__Exercise__
Your result will be the set of lines with "wall", copied from the material below.

__Task data__
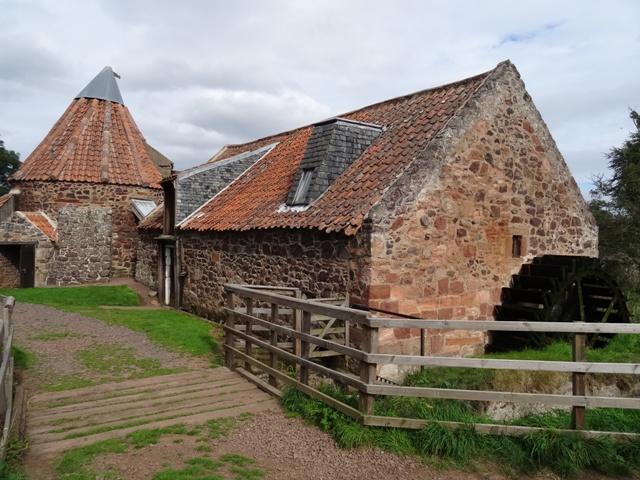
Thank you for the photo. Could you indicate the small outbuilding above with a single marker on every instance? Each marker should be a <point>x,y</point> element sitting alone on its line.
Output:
<point>89,178</point>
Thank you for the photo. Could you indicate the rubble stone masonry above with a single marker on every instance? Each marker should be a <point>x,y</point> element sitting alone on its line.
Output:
<point>18,230</point>
<point>50,197</point>
<point>316,262</point>
<point>83,246</point>
<point>443,235</point>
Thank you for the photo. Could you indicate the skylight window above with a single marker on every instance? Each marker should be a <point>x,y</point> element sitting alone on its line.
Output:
<point>303,187</point>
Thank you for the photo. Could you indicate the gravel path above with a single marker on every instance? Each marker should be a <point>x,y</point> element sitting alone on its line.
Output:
<point>285,448</point>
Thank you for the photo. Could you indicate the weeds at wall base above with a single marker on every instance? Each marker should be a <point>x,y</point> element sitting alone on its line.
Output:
<point>565,455</point>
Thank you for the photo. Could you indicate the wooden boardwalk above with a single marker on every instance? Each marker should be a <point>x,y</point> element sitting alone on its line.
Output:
<point>58,421</point>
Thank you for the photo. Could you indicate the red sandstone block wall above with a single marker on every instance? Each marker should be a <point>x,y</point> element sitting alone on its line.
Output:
<point>442,245</point>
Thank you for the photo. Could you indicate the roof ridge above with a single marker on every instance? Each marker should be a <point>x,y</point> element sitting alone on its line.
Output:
<point>376,104</point>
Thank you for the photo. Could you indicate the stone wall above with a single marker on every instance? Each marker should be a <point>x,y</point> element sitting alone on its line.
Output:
<point>18,230</point>
<point>10,266</point>
<point>50,197</point>
<point>83,246</point>
<point>147,263</point>
<point>442,236</point>
<point>316,262</point>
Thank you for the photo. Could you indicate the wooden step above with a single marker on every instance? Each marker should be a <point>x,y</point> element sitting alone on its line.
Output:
<point>62,420</point>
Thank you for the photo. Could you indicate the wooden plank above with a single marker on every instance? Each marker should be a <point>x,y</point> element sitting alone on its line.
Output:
<point>342,313</point>
<point>492,429</point>
<point>264,311</point>
<point>327,372</point>
<point>249,330</point>
<point>274,288</point>
<point>8,414</point>
<point>477,325</point>
<point>255,328</point>
<point>273,338</point>
<point>331,331</point>
<point>229,331</point>
<point>368,369</point>
<point>322,333</point>
<point>331,300</point>
<point>484,396</point>
<point>327,344</point>
<point>325,353</point>
<point>305,348</point>
<point>312,392</point>
<point>490,363</point>
<point>579,383</point>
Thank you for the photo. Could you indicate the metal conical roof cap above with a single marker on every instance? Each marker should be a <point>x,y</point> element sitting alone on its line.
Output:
<point>103,87</point>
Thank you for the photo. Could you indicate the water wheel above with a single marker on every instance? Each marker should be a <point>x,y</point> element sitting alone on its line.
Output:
<point>558,288</point>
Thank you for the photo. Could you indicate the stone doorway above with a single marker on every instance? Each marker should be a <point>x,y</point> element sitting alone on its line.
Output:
<point>17,262</point>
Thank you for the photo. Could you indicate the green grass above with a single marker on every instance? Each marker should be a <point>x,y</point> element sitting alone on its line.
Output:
<point>74,299</point>
<point>566,455</point>
<point>22,358</point>
<point>173,330</point>
<point>77,463</point>
<point>114,362</point>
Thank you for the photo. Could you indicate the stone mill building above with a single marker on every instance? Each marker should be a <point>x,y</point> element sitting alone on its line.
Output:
<point>424,204</point>
<point>72,214</point>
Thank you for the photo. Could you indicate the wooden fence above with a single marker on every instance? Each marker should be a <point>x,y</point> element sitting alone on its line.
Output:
<point>6,373</point>
<point>263,319</point>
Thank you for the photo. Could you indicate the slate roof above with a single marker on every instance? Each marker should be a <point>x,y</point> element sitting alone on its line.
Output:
<point>41,221</point>
<point>256,199</point>
<point>94,141</point>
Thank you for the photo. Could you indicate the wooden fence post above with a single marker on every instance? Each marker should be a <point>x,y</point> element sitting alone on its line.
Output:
<point>273,358</point>
<point>297,326</point>
<point>305,347</point>
<point>578,414</point>
<point>368,370</point>
<point>249,331</point>
<point>230,338</point>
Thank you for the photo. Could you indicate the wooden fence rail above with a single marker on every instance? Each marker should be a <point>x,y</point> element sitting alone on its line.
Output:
<point>6,373</point>
<point>272,332</point>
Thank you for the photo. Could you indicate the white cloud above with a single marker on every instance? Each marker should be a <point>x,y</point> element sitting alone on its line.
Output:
<point>199,74</point>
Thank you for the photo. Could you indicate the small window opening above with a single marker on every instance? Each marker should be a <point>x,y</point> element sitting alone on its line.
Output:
<point>303,187</point>
<point>516,246</point>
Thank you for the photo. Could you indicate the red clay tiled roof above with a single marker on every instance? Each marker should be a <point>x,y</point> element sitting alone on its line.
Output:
<point>254,199</point>
<point>41,221</point>
<point>95,141</point>
<point>5,198</point>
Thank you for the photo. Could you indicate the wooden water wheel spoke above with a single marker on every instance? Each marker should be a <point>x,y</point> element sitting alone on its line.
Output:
<point>559,288</point>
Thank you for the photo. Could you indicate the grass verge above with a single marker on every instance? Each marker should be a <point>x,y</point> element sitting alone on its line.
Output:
<point>74,299</point>
<point>77,463</point>
<point>172,330</point>
<point>566,455</point>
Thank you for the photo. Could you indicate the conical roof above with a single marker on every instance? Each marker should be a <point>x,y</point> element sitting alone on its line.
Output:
<point>103,87</point>
<point>96,140</point>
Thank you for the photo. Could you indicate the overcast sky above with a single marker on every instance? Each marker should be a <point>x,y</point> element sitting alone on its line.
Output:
<point>199,74</point>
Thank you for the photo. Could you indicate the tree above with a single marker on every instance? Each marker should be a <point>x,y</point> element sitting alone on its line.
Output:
<point>616,208</point>
<point>9,163</point>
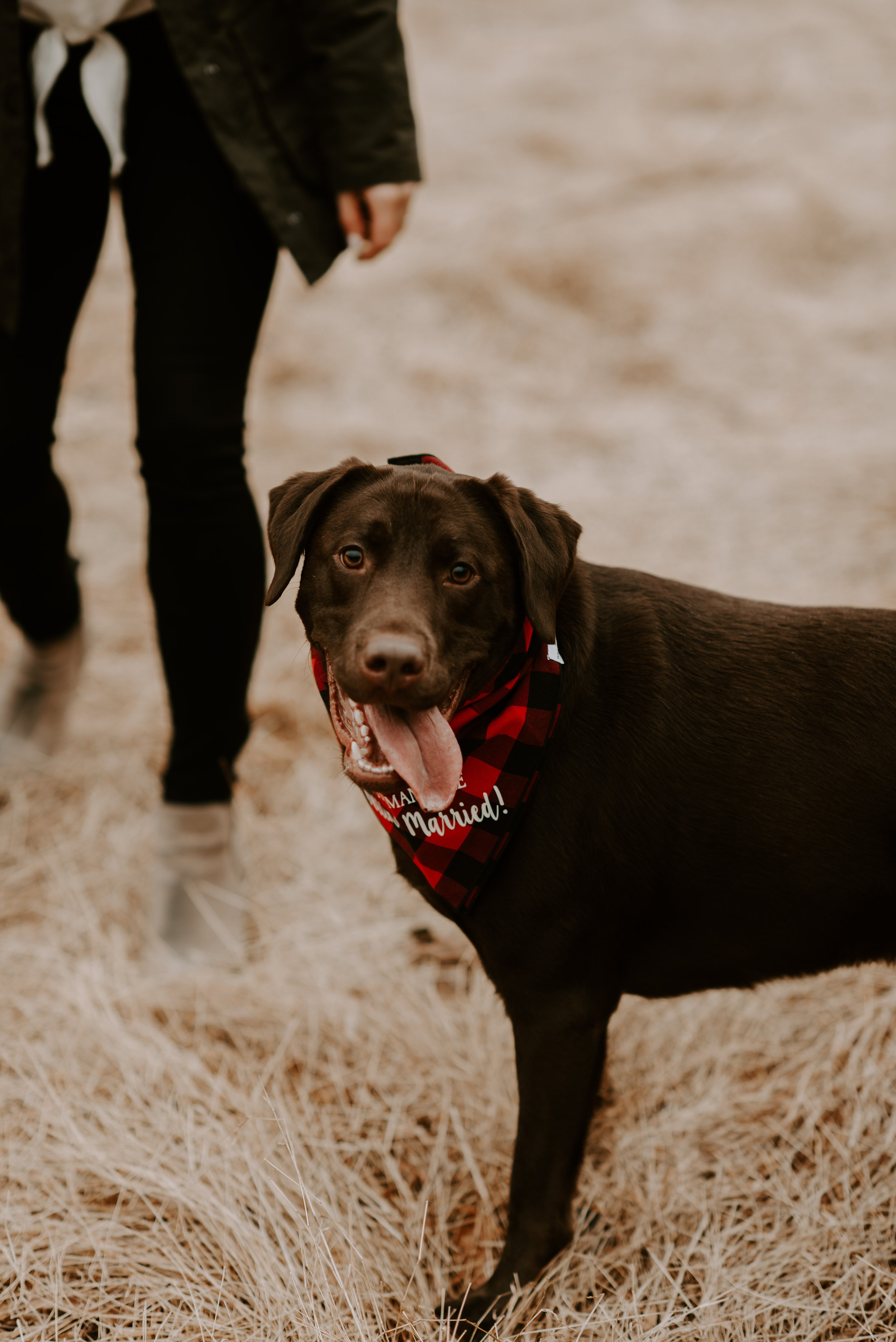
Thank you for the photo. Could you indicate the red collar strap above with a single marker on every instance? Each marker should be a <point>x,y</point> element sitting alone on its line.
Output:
<point>502,732</point>
<point>418,459</point>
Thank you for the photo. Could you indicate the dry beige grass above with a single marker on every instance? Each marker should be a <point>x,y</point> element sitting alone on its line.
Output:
<point>654,278</point>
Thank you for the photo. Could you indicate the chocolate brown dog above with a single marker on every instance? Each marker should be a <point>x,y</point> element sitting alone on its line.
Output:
<point>717,806</point>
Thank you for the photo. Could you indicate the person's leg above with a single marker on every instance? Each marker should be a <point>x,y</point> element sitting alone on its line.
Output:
<point>203,263</point>
<point>63,223</point>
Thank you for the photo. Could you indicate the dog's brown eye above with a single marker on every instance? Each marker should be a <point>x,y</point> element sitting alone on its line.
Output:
<point>352,556</point>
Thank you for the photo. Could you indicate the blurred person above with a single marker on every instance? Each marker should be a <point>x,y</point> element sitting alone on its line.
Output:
<point>234,128</point>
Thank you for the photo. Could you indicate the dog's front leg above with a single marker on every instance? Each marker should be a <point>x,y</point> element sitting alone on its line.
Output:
<point>561,1045</point>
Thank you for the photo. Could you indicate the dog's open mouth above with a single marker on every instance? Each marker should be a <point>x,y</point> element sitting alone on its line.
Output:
<point>385,747</point>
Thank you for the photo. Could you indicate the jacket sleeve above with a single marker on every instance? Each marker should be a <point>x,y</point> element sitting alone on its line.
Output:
<point>360,99</point>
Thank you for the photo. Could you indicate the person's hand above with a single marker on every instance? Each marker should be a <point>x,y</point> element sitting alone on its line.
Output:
<point>375,215</point>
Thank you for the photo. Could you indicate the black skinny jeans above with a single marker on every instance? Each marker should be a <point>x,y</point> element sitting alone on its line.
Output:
<point>203,262</point>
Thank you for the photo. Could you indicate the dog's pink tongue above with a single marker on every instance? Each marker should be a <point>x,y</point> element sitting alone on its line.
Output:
<point>422,749</point>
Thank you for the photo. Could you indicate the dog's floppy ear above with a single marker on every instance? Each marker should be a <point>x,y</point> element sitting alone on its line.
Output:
<point>291,515</point>
<point>547,539</point>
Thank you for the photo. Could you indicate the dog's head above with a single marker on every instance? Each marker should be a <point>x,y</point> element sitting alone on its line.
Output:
<point>415,587</point>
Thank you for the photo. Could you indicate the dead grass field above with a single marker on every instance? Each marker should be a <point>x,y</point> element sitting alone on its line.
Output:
<point>654,277</point>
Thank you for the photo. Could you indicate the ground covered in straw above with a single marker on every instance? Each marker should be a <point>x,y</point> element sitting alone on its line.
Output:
<point>654,278</point>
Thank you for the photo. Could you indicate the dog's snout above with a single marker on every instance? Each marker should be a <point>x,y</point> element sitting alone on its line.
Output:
<point>392,662</point>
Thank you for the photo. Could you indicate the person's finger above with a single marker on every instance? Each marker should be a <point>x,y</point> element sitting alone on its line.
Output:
<point>354,225</point>
<point>387,209</point>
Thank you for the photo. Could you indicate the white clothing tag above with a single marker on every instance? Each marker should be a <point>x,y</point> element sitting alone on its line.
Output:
<point>47,62</point>
<point>104,84</point>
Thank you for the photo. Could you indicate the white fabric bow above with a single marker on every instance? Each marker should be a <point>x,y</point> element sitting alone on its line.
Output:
<point>104,84</point>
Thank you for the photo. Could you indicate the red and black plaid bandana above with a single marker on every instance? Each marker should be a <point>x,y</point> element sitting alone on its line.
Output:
<point>502,733</point>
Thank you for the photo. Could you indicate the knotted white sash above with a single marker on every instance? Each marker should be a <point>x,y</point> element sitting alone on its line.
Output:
<point>104,84</point>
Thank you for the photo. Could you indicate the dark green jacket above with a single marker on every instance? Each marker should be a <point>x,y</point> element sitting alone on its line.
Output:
<point>305,97</point>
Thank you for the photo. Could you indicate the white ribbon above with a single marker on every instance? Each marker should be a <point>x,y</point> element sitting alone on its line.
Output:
<point>104,84</point>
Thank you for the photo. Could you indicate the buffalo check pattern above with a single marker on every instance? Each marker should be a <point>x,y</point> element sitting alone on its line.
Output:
<point>502,732</point>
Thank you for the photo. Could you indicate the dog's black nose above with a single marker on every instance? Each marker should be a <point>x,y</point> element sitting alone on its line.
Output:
<point>392,662</point>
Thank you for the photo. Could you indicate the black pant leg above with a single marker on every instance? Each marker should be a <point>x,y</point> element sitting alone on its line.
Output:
<point>65,219</point>
<point>203,263</point>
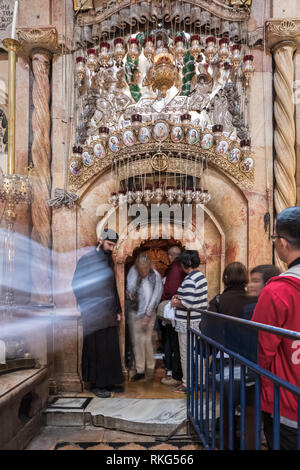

__Output for this exercise__
Thank you for the photo. Could you indicate the weeds at wall base above with a single marker on every instance? Each marker should be a <point>x,y</point> element sitting alone on its line.
Thank you for the photo. Could you indicate the red sandstone block wall above with a single marker on every instance? Each marker should be a <point>x,y</point> element sitting alone on its line.
Thank you for the photo. Could you indicate the stone wall above with a single marker on every instance? Each marker should be a <point>x,y</point> element sitting alone on its line.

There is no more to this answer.